El otro, en Heidegger, se ve privado de su alteridad, en la medida
en que la misma, podría decirse, “depende” del Dasein.
Porque el Dasein es ser-con proyecta el mundo como co-mundo,
lo que posibilita al otro. Pero como el análisis del Mit-sein se hace a partir de la relación con los útiles, en esa referencialidad
que me remite al otro, y, por otro lado, la estructura del Mit-sein está ya, desde siempre, caída (Verfallen) en el modo del
Uno (Das Man), del impersonal, el asumir el ser-para-la-muerte representará un modo de “retorno” del Dasein a sí mismo.
Es entonces que el Dasein tiene la posibilidad del empuñar
(Ergreifen) sus posibilidades,26 haciéndose
cargo de su finitud. El asumir la posibilidad de la muerte rompe
con las referencias a los demás, de allí el carácter irreferencial
del precursar la muerte, y significa la posibilidad de “elegirse
a sí mismo” del Dasein.
En su trabajo sobre el tema de la muerte doble en Rilke,27 Blanchot cita la constante referencia de Rilke a la anémona observada
en Roma, que “se había abierto tanto durante el día que a la noche
no pudo cerrarse”. Así, el poeta se mantiene como punto de intersección
de muchas cosas, expuesto en lo Abierto. Tomando esta imagen,
podríamos decir que el Dasein, en tanto apertura, es la
anémona que necesita retornar a su propia cerrazón para, en ese
ámbito de “retorno a sí”, asumir su propia finitud. En ese “cierre”
el otro parece anulado, olvidado, y la muerte que hay que asumir
es la propia.
Para
Blanchot y Derrida, en cambio, la muerte que hay que asumir es
la del otro. Como señala Blanchot, lo que llama a debate no es el sí mismo consciente
de su finitud, sino el “hacerme cargo de la única muerte que me
concierne”28, la del otro. Quien ve morir a un semejante,
decía Bataille, sólo puede subsistir “fuera de sí”.29 En esa “conversación muda” en la que se sostiene la mano del moribundo,
se comparte la soledad de la desposesión: “Sólo una cosa: al morir,
no únicamente te alejas, estás aún presente, porque he aquí que
me concedes este morir como la concesión que sobrepasa toda pena,
y donde me estremezco suavemente en lo que me desgarra, perdiendo
el habla contigo, muriendo contigo sin ti, dejándome morir en
tu lugar, recibiendo ese don más allá de ti y de mí”.30
Esa muerte del otro ya está presente
en mí desde siempre. Cuando Derrida despide a su amigo Paul de
Man, recuerda que, en su nombre propio, en la medida de la supervivencia
del nombre, ya siempre su amigo estaba muerto para él (como él
para su amigo). El acto de la muerte patentiza lo que ya está
siempre en toda relación con otro: la ausencia y el diferimiento.

[ACCIONES REQUERIDAS]:
- a) En el pasaje sobre la muerte y el otro, ¿en qué ciudad fue observada la anémona a la que Rilke hace constante referencia?
- b) Devuelve tal cual el fragmento del pasaje sobre la muerte y el otro que va desde "En su trabajo" hasta "es la propia.", ambos incluidos.

[SEGMENTO DE DATOS]:
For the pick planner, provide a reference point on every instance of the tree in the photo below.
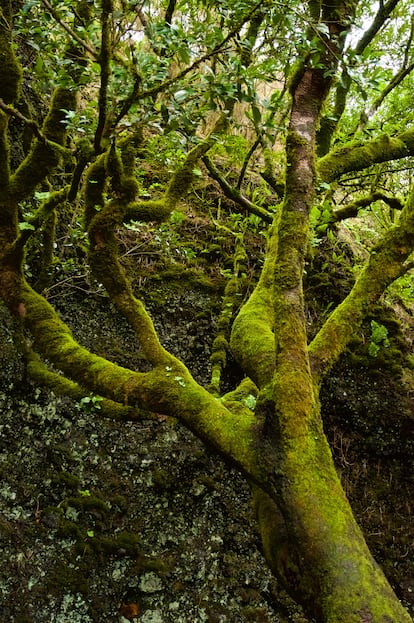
(149, 69)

[RESPUESTAS]:
- a) En Roma.

- b)
En su trabajo sobre el tema de la muerte doble en Rilke,27 Blanchot cita la constante referencia de Rilke a la anémona observada
en Roma, que “se había abierto tanto durante el día que a la noche
no pudo cerrarse”. Así, el poeta se mantiene como punto de intersección
de muchas cosas, expuesto en lo Abierto. Tomando esta imagen,
podríamos decir que el Dasein, en tanto apertura, es la
anémona que necesita retornar a su propia cerrazón para, en ese
ámbito de “retorno a sí”, asumir su propia finitud. En ese “cierre”
el otro parece anulado, olvidado, y la muerte que hay que asumir
es la propia.